== WORK REQUIRED ==
Below are records to be transcribed exactly; any pictures should be left out.

(ENTRIES SUPPLIED begins)

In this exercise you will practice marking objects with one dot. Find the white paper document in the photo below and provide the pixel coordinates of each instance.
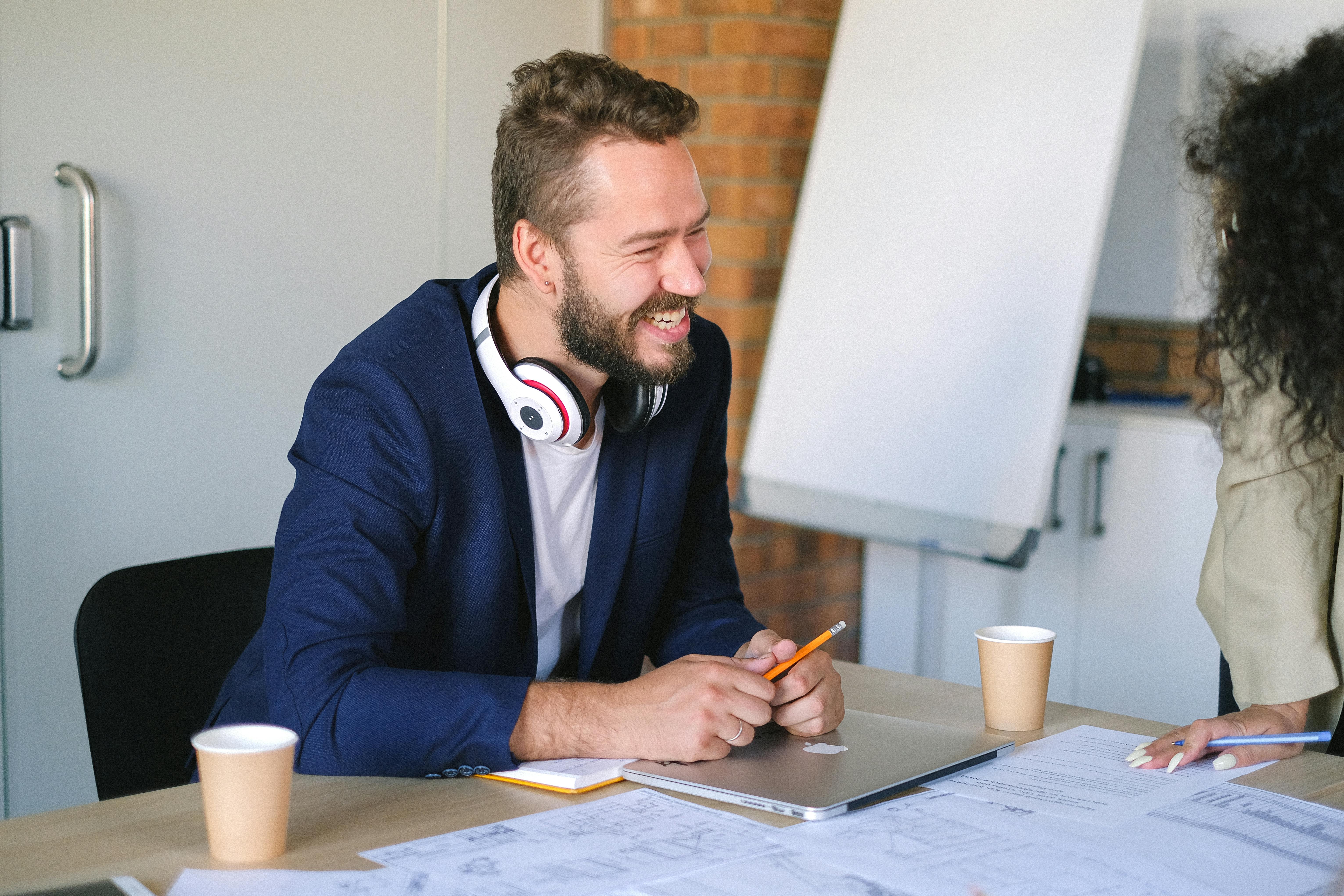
(589, 848)
(1242, 840)
(1082, 774)
(937, 844)
(784, 872)
(385, 882)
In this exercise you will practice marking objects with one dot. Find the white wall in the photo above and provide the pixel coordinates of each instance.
(273, 179)
(1151, 259)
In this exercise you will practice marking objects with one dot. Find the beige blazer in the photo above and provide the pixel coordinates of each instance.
(1269, 588)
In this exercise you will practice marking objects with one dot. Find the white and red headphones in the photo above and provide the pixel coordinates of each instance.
(542, 402)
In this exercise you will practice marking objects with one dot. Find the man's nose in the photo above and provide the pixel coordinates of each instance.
(682, 275)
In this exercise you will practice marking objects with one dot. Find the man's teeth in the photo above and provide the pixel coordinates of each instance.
(667, 320)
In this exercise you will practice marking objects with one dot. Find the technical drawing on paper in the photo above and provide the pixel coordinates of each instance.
(588, 848)
(1288, 828)
(780, 874)
(937, 843)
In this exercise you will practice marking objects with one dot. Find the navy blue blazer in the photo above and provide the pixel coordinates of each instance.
(400, 635)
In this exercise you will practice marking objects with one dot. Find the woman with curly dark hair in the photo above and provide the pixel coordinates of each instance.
(1273, 162)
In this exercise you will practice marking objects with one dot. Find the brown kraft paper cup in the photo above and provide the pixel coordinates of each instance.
(245, 780)
(1015, 675)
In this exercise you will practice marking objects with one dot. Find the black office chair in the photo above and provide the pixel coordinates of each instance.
(154, 645)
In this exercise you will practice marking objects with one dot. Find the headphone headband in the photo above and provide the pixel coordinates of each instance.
(542, 402)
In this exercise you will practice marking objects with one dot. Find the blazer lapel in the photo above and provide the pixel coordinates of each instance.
(620, 481)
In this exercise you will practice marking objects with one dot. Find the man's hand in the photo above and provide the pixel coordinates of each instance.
(808, 700)
(683, 711)
(1280, 719)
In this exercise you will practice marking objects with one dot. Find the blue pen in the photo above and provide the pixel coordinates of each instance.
(1307, 738)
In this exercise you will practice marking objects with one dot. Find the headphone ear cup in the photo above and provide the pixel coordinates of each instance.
(542, 375)
(630, 408)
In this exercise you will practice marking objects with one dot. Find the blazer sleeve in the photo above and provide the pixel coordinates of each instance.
(365, 491)
(1267, 582)
(702, 608)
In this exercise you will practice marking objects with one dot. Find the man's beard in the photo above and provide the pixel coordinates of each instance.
(608, 345)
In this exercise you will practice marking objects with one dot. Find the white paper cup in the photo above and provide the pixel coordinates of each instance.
(1015, 675)
(245, 777)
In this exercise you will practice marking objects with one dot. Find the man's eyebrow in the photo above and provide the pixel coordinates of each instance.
(662, 234)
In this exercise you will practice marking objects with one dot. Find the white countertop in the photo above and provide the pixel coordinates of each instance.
(1182, 418)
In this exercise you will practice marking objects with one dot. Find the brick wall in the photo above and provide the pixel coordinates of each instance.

(ENTRIES SUPPLIED ends)

== PROBLEM SOLUTION ==
In this exercise you will practice marking objects with one dot. Find the white paper document in the photo below and provide the pixel coordinates of each instance.
(589, 848)
(1242, 840)
(1082, 774)
(937, 844)
(784, 872)
(385, 882)
In this exercise you will practice marking objects with one dot. Find the white wall in the photo above and provide the pixel coordinates of each instance.
(273, 179)
(1151, 259)
In this exercise you will practice marking objects with one dot. Find the beige blazer in the photo above and provide the pixel coordinates of each instance.
(1269, 588)
In this exercise you will practice marking objects with one dot. Find the white and red headphones in the photo above and provide the pixel coordinates of each instance.
(542, 402)
In this exercise you will practice marking objects with one dot. Find the man's nose in the photo above and provide the pixel coordinates of each instance.
(682, 275)
In this exercise you will practice marking objects with one dot. Find the man's teeth in the photo above and provide the pixel coordinates of each instance.
(667, 320)
In this exercise you will practice marking objects with one dot. Find the technical drawing on paper in the photo above and provide the pixel coordinates of each instance.
(588, 848)
(1288, 828)
(780, 874)
(937, 843)
In this exercise you will practice marking objects with one dot. Find the navy blue blazer in the photo above and provide the pixel coordinates of each instance.
(400, 635)
In this exercise you will practice marking objects with one dot. Find the woman with curly dark hair in the photo above and provide the pixel coordinates of each instance.
(1273, 162)
In this exercise you will practice marking objects with one dot. Find the brown kraft paper cup in the photo above and provide the pixel coordinates of each instance.
(245, 780)
(1015, 675)
In this exercise you will practice marking objects with one dot. Find the black office chair in the photo above and provide the pixel coordinates of each instance.
(154, 645)
In this exercise you will practice marking objects with one dot. Find the headphone headband in the photo above and provide the pixel coordinates of each instance.
(542, 402)
In this exercise you will practice marking objects with one dot. Find the blazer lapel in the photo above and provide the pixel coordinates of each instance.
(620, 481)
In this exercise you will practice marking objects with one dot. Find the man's hand in the photo above and provide the pixel coordinates of each instance.
(808, 700)
(683, 711)
(1280, 719)
In this exercise you will practice marking objects with one dot. Find the blue pen in the photo above and provide the pixel coordinates of each instance.
(1307, 738)
In this exercise you will practice marking objects with one dot. Find the headphone ear cup in the photo above and provide the pixel coordinates of each instance.
(542, 375)
(630, 408)
In this exercise you will practice marking objects with one dot. Find the blazer sleeve in the photo above and provide the pixel coordinates of each instance.
(365, 491)
(1267, 582)
(702, 608)
In this exercise you will practice marking objects with one dot. Find the man's beard in the photo above and provide the pixel coordinates of each instance.
(608, 345)
In this exercise you will practice marking objects with one dot. Find the white paper cup in the photo above and provide the pixel coordinates of each instance.
(1015, 675)
(245, 777)
In this exercise you will practice marking objects with one dot. Find the man's eyebrow in the photo above and provide the pixel coordinates of each instance.
(662, 234)
In this exercise you will practice marking objects with one dot. Find the white countertop in the photo above and provide the pixel coordinates of each instance.
(1182, 418)
In this exercise you will practice marking objects with one dot. Find the brick wall in the photo above and provide the pixel coordinates of each instance.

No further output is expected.